====== RECORD EXCERPTS
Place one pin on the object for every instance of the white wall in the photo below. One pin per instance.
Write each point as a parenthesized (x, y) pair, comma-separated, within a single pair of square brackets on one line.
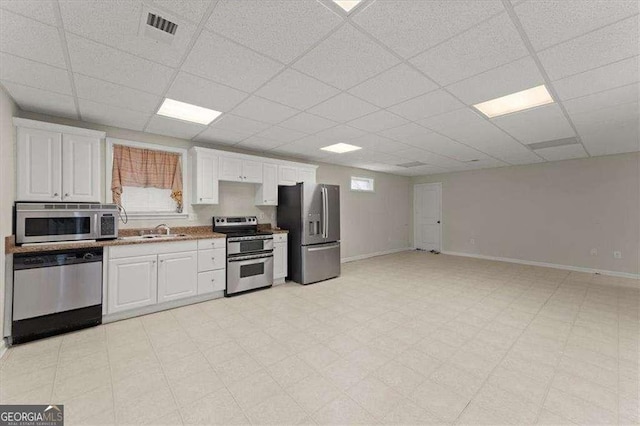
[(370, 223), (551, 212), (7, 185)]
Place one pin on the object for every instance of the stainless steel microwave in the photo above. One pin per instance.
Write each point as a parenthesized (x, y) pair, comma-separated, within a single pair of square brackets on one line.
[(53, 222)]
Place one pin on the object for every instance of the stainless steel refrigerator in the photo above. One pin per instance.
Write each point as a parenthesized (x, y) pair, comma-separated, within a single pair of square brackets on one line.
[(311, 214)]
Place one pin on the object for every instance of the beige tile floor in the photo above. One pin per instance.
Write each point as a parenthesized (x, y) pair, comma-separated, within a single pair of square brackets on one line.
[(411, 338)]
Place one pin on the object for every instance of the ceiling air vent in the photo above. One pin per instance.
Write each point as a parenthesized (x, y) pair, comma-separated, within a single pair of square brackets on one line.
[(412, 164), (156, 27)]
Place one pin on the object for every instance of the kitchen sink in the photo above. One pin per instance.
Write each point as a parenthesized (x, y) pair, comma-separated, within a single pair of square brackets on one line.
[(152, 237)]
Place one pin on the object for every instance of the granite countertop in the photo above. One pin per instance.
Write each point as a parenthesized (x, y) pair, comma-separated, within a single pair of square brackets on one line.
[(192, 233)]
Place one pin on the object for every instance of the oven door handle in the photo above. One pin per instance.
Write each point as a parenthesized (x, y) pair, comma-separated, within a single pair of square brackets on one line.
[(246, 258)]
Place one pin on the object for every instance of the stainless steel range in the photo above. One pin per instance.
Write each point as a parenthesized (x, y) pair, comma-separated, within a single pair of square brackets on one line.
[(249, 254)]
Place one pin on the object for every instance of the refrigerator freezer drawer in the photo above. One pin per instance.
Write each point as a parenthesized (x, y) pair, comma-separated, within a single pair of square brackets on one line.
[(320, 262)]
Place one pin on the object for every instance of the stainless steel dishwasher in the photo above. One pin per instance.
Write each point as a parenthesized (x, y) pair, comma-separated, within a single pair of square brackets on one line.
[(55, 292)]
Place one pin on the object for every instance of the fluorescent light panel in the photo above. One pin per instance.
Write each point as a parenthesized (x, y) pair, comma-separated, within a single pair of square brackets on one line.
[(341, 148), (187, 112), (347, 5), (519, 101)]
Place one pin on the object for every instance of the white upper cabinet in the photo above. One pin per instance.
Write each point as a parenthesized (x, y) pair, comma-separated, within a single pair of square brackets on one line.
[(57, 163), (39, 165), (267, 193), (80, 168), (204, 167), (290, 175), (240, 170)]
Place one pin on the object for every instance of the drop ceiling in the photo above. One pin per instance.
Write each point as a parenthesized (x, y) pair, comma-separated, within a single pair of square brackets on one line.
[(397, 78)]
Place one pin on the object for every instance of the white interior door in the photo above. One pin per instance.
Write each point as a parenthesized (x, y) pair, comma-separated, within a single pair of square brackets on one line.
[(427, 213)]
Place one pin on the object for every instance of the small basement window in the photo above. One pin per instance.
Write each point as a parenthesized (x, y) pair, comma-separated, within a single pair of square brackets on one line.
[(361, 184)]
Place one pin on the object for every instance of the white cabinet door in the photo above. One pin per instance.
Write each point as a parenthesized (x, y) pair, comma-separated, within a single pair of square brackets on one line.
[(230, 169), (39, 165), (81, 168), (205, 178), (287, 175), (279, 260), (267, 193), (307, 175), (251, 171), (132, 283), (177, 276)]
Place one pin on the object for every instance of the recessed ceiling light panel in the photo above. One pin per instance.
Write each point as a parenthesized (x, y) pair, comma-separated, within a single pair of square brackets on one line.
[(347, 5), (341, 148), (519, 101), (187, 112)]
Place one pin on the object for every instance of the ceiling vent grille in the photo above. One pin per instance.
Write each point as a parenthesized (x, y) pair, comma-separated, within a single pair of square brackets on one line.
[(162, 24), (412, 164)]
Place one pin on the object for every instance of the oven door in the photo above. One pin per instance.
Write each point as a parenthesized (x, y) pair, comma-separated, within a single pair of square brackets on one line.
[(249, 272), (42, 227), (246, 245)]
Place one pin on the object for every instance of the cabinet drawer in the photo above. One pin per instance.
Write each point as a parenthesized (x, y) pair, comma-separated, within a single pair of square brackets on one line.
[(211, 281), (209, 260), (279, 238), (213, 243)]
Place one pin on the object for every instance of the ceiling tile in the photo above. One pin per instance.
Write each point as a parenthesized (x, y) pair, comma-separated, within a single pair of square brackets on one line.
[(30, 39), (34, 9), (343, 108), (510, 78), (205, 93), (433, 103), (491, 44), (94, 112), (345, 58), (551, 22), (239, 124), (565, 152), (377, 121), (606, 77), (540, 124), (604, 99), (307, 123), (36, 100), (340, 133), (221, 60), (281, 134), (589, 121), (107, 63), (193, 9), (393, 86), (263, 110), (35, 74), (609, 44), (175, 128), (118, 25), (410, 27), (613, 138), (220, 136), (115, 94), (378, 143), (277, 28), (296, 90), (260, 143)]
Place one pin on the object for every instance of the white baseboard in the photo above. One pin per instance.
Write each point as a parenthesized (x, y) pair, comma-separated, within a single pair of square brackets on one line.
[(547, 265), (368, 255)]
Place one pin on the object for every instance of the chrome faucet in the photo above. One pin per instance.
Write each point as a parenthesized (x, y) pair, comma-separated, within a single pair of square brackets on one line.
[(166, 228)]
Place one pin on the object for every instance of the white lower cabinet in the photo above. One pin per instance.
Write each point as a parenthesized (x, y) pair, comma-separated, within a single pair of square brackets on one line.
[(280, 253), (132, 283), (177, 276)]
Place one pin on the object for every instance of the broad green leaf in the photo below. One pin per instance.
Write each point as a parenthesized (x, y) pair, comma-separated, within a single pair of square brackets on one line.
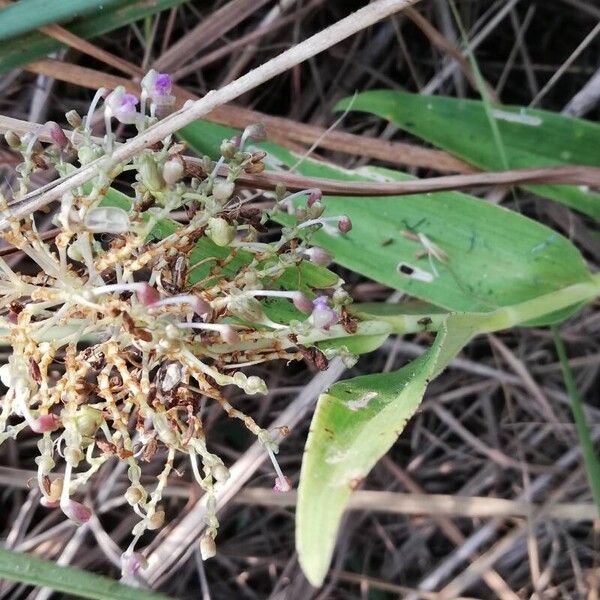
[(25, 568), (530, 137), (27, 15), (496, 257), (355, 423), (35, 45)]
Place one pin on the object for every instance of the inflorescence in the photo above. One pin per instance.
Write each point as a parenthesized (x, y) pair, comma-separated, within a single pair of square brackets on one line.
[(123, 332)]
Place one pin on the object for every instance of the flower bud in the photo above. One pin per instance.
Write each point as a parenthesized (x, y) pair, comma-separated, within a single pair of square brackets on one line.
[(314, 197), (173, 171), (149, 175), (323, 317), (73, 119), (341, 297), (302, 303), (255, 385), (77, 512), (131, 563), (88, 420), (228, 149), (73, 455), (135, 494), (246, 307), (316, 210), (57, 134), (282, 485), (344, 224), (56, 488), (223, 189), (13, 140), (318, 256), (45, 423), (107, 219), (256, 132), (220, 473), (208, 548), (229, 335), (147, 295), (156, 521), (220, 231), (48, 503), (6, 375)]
============
**TASK ITEM**
Return the preceding entries exactly, each word as given, but leave out any picture.

**ANSWER SPACE**
Place one pin on the object for every instance of the white wall in the photo below. One pin per instance.
Write each point as a parenthesized (x, y) pair, comma-separated, within a single pair of square brackets on one line.
[(370, 223), (551, 212), (7, 185)]
Place one pin on the object for every instance of the stainless steel microwave in the photo above. One pin per instance.
Write each point as a parenthesized (x, y) pair, comma-separated, within a single pair of square brackets on one line.
[(53, 222)]
Place one pin on the object for every instance of the stainless steel refrigerator in the photo above. One pin per instance.
Write each point as a parenthesized (x, y) pair, comma-separated, within a single pair of square brackets on one line.
[(311, 214)]
Place one pin on the object for every instance of the beige tile floor in the photo above. One pin per instance.
Write each point as a parenthesized (x, y) pair, comma-separated, within a single pair of square brackets on one line.
[(411, 338)]
Place one pin on the object for every instance of the ceiling air vent in the photo above. One pin per instance.
Write each point as a parenthesized (x, y) pair, comma-separated, within a single pair of square brackets on one line.
[(412, 164), (156, 27)]
Place one pin on the object for every instance of the kitchen sink in the photo above. One pin per instance.
Write each point as a parenthesized (x, y) pair, comma-separated, within a single pair of square brackets on one line.
[(152, 237)]
Place one pin on the object for every instance of the granite countertop in the photo above. One pin per instance.
Write each point as a parenthesized (x, y) pair, comma-separated, within a single pair of square brackets on one line.
[(192, 233)]
Place one pin on the object for every instance of the oven door handle in the photo above. One pin per instance.
Write each point as a parenthesized (x, y) pair, comma-separated, within a single pair of square brackets on one line.
[(246, 258)]
Place one pin on the object for every instance of the stainless steel range in the photo above. One pin per instance.
Write each point as a parenthesized (x, y) pair, comma-separated, within a single pair of square brackets on one line.
[(249, 254)]
Place one pin on the object for every instance of the refrigerator freezer drawer in the photo above. One pin per instance.
Write each point as a parenthesized (x, y) pair, comma-separated, within a single pair of square brackets on one line.
[(320, 262)]
Place one pin on the object for every instance of the stainless steel dishwasher in the photo above. One pin per instance.
Write each point as a parenthesized (x, y) pair, comma-separated, within a single pair of square brackets on one line.
[(55, 292)]
Place one pin on the object for every instance of the fluorescent light panel in the photo above. One pin per instance.
Write each point as a parenthesized (x, y) pair, comma-separated, within a single pair of square brackets on one line.
[(341, 148), (187, 112), (347, 5), (519, 101)]
Place one pin on the object for every instance of the white upper cabinet in the photo above. One pin per instance.
Write each point as a parenthesized (x, y) pair, comma-separated, within a single pair of square brackets on one line.
[(57, 163), (39, 165), (267, 193), (80, 168), (204, 167), (290, 175), (240, 170)]
Place one pin on the object for every instance of the drop ceiling in the photo above. One pin per instance.
Write each point as a parenthesized (x, y) pair, comma-separated, within a single pair of square brackets on one line.
[(397, 78)]
Place one pin on the object for every instance of the white interior door in the photo above. One pin per instance.
Write each point as a parenthesized (x, y) pair, comma-separated, within a single pair of square brackets on one line.
[(427, 213)]
Place one pin on the object for every instance of the small basement window in the photo above. One pin per instance.
Write each point as a parenthesized (x, y) pair, comma-separated, within a single pair of square brackets on one line.
[(361, 184)]
Place one pin on the object for every instance of the white cabinet door in the photo above. One pin per instance.
Write each point as a parenthesized (x, y) pair, comma-separated, within a single pair of square brackets on one line.
[(230, 169), (39, 165), (81, 168), (205, 178), (287, 175), (279, 260), (267, 193), (307, 175), (251, 171), (132, 283), (177, 276)]
Place one pin on the object for every instance of the recessed ceiling light panel in the photo above. One pin per instance.
Write each point as a parenthesized (x, y) pair, comma-separated, within a single pair of square brackets on one line.
[(347, 5), (341, 148), (519, 101), (187, 112)]
Place one pin on the object for every instance of the ceiling vent grille in the photo above. One pin per instance.
Write each point as a parenthesized (x, y) pair, comma-separated, within a single pair of square brackets on one line.
[(162, 24), (412, 164)]
Place one pin on the object for every instance of the oven door in the photo above. One pin per instance.
Write each point as a parenthesized (x, y) pair, comma-separated, within a single pair of square brackets on one line.
[(249, 272), (42, 227), (246, 245)]
Place one pin on the object for every instance of the cabinet drawer in the photo above. One pin per instance.
Write each point as a parenthesized (x, y) pair, comma-separated, within a single pair of square brackets on one line.
[(211, 281), (209, 260), (279, 238), (213, 243)]
Place one pin on the object for every instance of the ceiling tile in the photo above. One pin per instance.
Write each point as a parenthesized (x, y) pair, comma-separated, within a single pair of square brackets on one line.
[(30, 39), (34, 9), (343, 108), (510, 78), (205, 93), (433, 103), (491, 44), (94, 112), (345, 58), (551, 22), (239, 124), (565, 152), (377, 121), (606, 77), (540, 124), (604, 99), (307, 123), (36, 100), (340, 133), (221, 60), (281, 134), (589, 121), (107, 63), (193, 9), (393, 86), (263, 110), (35, 74), (609, 44), (175, 128), (118, 25), (410, 27), (613, 138), (220, 136), (115, 94), (378, 143), (277, 28), (296, 90), (260, 143)]
Place one pin on the object for every instance of the white baseboard in the photo above. One pin per instance.
Write each point as a parenthesized (x, y) pair, comma-separated, within a single pair of square brackets on one line.
[(547, 265), (368, 255)]
Place one pin on the object for every instance of the chrome faucet in the photo above. One pin per instance.
Write each point as a parenthesized (x, y) pair, comma-separated, within a single pair of square brackets on one line.
[(166, 228)]
Place one pin on the object for every instance of the white lower cabinet in the photo above. One pin per instance.
Write each point as a parenthesized (x, y) pair, comma-separated, within a single pair of square brackets on one line.
[(280, 253), (132, 283), (177, 276)]
Place one pin on the object for every instance of the broad green leaf in the photo below. One pin per instance.
Write each point as a parenthesized (x, y) pair, comma-separated, within a single pair of square brackets on one line.
[(25, 568), (530, 137), (27, 15), (496, 257), (355, 423), (35, 45)]
Place one pin on the object for every instance of the inflorescence in the photo above. One pin per instance.
Write each point as a parenthesized (x, y) pair, comma-separated, within a single pair of square brackets on one line.
[(123, 332)]
Place one pin on the object for every instance of the flower bud in the photo above. One pin per instance.
Write each point as a parenthesized (x, y) pair, comma-separated, within a single pair of square brackets on one line.
[(314, 197), (173, 171), (149, 175), (323, 317), (73, 119), (341, 297), (302, 303), (255, 385), (77, 512), (131, 563), (88, 420), (228, 149), (73, 455), (135, 494), (246, 307), (316, 210), (57, 134), (282, 485), (344, 224), (56, 488), (223, 189), (13, 140), (318, 256), (45, 423), (107, 219), (256, 132), (220, 473), (208, 548), (229, 335), (147, 295), (156, 521), (220, 231), (48, 503), (6, 375)]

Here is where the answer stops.